Let's verify that the script produces the same answer for the number of words as we got with the sort – uniqsolution.
PS (19) > $h.psbase.keys.count 533
We get 533, the same as before.
Note: Notice that we used $h.psbase.keys.count. This is because there is a member in the hashtable that hides the keys property. In order to access the base keys member, we need to use the PSBase property to get the base member on the hash table. |
Now we have a hashtable containing all unique words and the number of times each word is used. But hashtables aren't stored in any particular order, so we need to sort it. We'll use a scriptblock parameter to specify the sort criteria, telling it to sort the list of keys based on the frequency stored in the hashtable entry for that key.
PS (20) > $frequency = $h.psbase.keys | sort {$h[$_]}
The words in the sorted list are ordered from least frequent to most frequent. This means that $frequency[0] contains the least frequently used word.
PS (21) > $frequency[0] avoid
And the last entry in frequency contains the most commonly used word. We can use negative indexing to get the last element of the list.
PS (22) > $frequency[-1] the
It comes as no surprise that the most frequent word is "The" and it's used 300 times.
PS (23) > $h["The"] 300
The next most frequent word is "to", which is used 126 times.

:::

• _The exercise_: In the PowerShell hashtable passage, why does the script use $h.psbase.keys.count to count the words?

• _Listing_:

:::

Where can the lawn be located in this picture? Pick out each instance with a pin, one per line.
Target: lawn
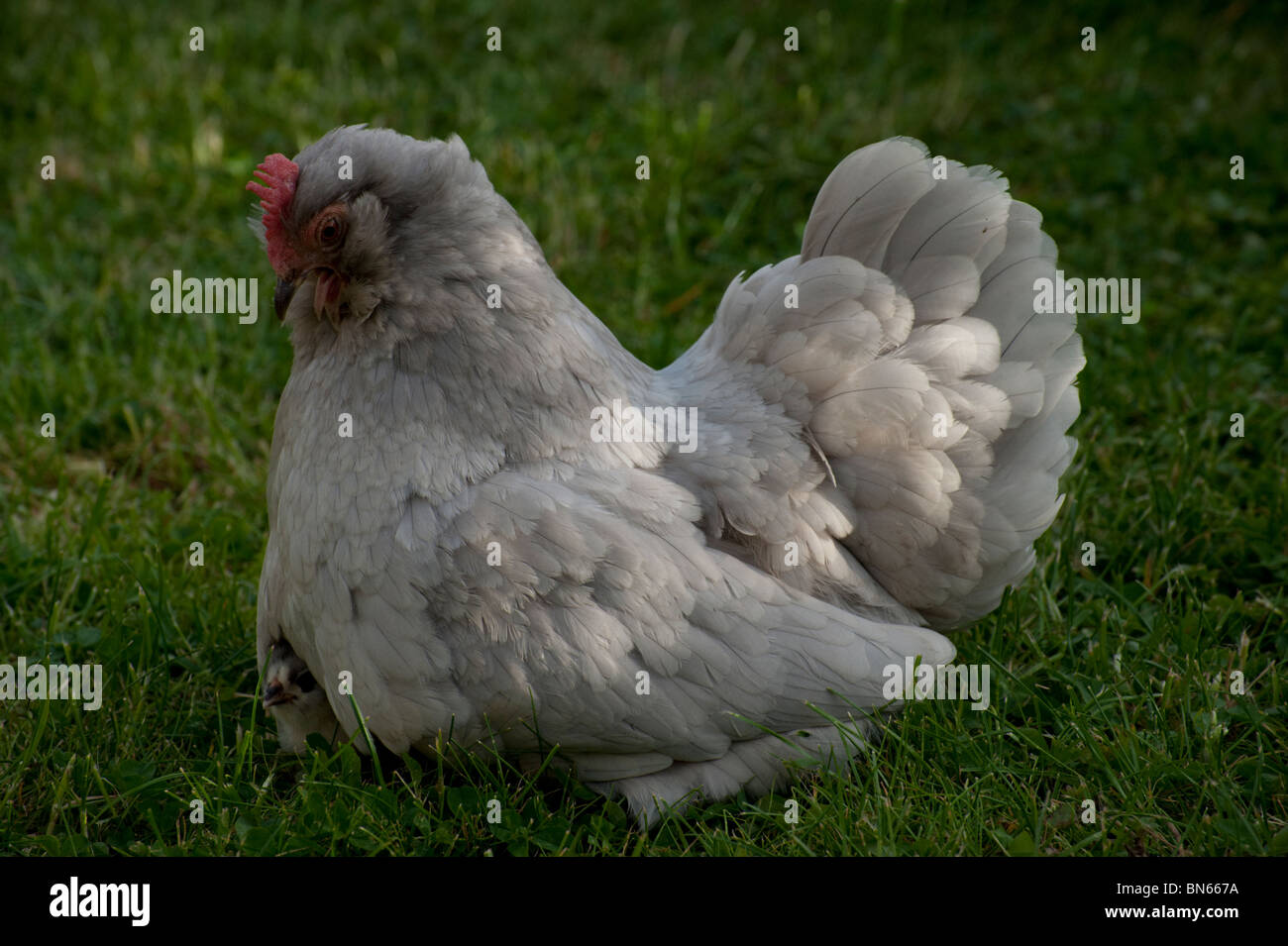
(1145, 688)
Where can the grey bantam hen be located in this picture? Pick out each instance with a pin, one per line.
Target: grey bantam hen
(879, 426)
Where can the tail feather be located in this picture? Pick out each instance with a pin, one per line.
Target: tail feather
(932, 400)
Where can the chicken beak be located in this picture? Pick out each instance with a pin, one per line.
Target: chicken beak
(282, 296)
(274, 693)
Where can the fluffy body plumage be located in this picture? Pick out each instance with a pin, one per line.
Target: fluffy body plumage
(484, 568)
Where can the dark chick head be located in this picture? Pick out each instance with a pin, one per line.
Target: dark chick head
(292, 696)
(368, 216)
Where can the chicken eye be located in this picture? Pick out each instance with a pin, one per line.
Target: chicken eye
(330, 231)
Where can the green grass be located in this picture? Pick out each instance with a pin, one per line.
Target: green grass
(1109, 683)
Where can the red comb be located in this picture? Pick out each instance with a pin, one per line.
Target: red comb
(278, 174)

:::

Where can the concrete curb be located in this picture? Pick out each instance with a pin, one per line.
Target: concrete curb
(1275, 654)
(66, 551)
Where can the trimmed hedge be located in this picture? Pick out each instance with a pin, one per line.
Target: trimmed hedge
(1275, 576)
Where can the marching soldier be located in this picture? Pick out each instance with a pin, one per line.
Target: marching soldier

:::

• _Exercise output_: A member in the hashtable hides the keys property, so PSBase is needed to reach the base keys member.